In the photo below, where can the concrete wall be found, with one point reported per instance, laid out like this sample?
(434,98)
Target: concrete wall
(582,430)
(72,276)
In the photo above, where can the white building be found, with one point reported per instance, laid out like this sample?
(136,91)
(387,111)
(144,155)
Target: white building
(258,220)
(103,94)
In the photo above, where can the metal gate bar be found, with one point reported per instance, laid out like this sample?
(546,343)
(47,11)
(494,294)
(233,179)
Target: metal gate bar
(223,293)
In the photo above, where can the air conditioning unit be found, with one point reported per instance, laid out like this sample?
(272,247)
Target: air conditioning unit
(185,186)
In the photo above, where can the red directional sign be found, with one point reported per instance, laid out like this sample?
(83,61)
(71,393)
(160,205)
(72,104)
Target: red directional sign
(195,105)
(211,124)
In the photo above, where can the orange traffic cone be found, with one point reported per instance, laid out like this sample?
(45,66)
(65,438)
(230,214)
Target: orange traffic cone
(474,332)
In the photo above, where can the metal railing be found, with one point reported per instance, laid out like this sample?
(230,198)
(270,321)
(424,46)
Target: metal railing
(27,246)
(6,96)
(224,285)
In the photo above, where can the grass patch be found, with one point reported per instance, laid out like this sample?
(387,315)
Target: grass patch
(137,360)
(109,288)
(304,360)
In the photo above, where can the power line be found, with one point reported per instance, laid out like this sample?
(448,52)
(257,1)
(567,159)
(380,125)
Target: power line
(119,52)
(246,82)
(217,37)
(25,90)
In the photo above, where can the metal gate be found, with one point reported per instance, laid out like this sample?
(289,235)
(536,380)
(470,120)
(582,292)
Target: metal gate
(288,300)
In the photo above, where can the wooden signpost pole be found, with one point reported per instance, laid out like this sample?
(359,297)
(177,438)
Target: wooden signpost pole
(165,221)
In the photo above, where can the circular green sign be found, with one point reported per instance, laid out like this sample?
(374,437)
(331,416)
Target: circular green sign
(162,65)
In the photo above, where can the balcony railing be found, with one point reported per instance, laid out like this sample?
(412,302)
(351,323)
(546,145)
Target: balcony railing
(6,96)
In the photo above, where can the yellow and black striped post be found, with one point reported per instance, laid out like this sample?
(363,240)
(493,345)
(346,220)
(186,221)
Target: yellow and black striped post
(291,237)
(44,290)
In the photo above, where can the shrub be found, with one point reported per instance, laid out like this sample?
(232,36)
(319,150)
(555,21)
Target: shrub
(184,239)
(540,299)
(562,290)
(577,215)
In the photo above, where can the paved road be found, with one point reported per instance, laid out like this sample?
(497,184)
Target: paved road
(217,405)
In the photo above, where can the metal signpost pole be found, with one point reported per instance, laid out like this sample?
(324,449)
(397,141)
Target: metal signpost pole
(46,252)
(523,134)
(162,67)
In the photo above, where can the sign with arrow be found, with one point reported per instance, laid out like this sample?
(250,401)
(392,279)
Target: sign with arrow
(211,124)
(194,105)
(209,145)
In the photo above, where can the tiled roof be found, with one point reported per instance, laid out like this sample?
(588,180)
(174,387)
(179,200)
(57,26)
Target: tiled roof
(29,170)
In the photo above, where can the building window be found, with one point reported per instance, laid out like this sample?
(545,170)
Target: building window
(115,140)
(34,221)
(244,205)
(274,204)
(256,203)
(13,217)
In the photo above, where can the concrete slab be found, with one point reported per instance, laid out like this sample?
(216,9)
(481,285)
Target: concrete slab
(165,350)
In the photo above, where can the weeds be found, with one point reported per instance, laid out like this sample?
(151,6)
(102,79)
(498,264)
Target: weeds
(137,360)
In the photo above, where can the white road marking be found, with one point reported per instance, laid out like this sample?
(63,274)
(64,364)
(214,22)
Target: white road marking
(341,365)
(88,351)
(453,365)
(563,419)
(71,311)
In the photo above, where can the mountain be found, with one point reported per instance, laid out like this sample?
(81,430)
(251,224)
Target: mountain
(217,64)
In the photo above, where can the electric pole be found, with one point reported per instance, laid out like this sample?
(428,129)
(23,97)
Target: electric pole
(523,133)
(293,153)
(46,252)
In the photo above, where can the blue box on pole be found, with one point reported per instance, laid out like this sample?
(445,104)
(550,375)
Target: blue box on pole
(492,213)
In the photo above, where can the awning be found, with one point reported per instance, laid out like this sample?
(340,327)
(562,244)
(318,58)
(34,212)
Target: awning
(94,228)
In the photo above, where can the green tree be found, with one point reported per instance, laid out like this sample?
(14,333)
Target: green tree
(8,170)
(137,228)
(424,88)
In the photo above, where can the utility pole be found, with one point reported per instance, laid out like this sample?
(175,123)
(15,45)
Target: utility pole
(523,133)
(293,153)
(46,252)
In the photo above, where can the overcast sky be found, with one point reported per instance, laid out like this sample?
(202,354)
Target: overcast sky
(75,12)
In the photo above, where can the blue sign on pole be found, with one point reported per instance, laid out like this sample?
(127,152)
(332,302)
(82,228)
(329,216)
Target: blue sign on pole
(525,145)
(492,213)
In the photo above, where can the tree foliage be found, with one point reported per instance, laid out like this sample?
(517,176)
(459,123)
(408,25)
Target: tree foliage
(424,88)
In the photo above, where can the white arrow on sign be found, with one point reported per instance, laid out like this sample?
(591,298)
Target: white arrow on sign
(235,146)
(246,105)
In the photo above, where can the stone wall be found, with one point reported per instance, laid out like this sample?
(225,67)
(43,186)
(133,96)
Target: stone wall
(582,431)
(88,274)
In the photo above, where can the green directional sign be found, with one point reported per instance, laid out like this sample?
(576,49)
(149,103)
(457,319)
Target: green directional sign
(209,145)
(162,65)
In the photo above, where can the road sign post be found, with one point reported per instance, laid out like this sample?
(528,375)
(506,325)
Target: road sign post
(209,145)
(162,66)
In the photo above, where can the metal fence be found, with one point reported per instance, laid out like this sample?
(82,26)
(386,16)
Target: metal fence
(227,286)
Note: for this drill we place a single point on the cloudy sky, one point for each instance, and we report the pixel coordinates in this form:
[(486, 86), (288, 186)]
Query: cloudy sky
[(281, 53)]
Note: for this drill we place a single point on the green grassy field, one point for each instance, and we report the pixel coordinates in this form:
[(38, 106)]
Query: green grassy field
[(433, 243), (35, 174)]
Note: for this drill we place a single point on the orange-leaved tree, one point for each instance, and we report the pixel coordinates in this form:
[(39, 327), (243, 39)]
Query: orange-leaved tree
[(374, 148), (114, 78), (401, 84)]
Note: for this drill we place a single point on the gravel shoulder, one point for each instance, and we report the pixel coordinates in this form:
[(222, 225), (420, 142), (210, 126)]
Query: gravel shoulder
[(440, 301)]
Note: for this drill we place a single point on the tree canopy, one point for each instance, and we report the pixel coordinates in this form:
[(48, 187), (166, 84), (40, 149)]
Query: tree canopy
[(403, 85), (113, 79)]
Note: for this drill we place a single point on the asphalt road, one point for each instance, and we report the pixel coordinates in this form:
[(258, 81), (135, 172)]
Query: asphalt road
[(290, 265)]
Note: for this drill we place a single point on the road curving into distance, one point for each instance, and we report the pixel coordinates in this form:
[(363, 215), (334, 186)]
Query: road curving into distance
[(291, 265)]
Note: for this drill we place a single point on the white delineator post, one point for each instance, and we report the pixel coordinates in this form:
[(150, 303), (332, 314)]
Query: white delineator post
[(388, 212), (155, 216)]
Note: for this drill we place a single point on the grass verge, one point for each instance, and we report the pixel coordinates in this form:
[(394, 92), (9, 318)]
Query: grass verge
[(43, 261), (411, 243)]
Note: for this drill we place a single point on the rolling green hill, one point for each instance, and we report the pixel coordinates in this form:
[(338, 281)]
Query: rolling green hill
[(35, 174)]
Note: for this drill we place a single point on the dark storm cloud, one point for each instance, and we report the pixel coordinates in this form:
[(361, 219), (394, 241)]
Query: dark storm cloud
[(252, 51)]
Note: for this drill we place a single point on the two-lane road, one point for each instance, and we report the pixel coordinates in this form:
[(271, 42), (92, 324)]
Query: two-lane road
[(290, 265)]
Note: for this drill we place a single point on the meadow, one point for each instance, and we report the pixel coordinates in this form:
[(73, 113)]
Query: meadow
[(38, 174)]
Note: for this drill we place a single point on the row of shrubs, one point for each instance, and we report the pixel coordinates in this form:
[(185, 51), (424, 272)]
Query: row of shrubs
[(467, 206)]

__Work order__.
Above are the lines; repeat exactly the ones from the line containing "Query: green grassy field" down to the line containing "[(150, 303), (332, 314)]", both inclusive.

__Reply__.
Query: green grassy field
[(433, 243), (35, 174)]
Note: for this drill we place a single point on the orange-leaved tree, one point for each instance, and we report the pixel coordinates in this form:
[(39, 327), (243, 39)]
Query: orange-leaved tree
[(374, 148), (114, 78), (401, 84)]
Note: for this drill we place a single point on the gravel shoulder, one point for each instance, and we report the pixel coordinates in this form:
[(222, 225), (420, 142), (210, 126)]
Query: gravel shoulder
[(440, 301)]
Note: for this drill we place a single point on the tree canopy, one point for each instance, and we report the pixel coordinates in this form:
[(48, 187), (166, 84), (40, 149)]
Query: tree canopy
[(403, 85), (113, 79)]
Note: for this drill we place a single point on the asphalt road, one point for each instance, and we report the pixel coordinates in this form:
[(258, 81), (135, 172)]
Query: asphalt road
[(290, 265)]
Note: for this drill we place a single point on the road curving into distance, one point for each instance, and we report the pixel coordinates in this form:
[(363, 215), (334, 186)]
Query: road curving into distance
[(291, 265)]
Note: for this drill we place a single point on the white delineator post, one point for each instance, and we report the pixel coordinates in this form:
[(150, 303), (332, 314)]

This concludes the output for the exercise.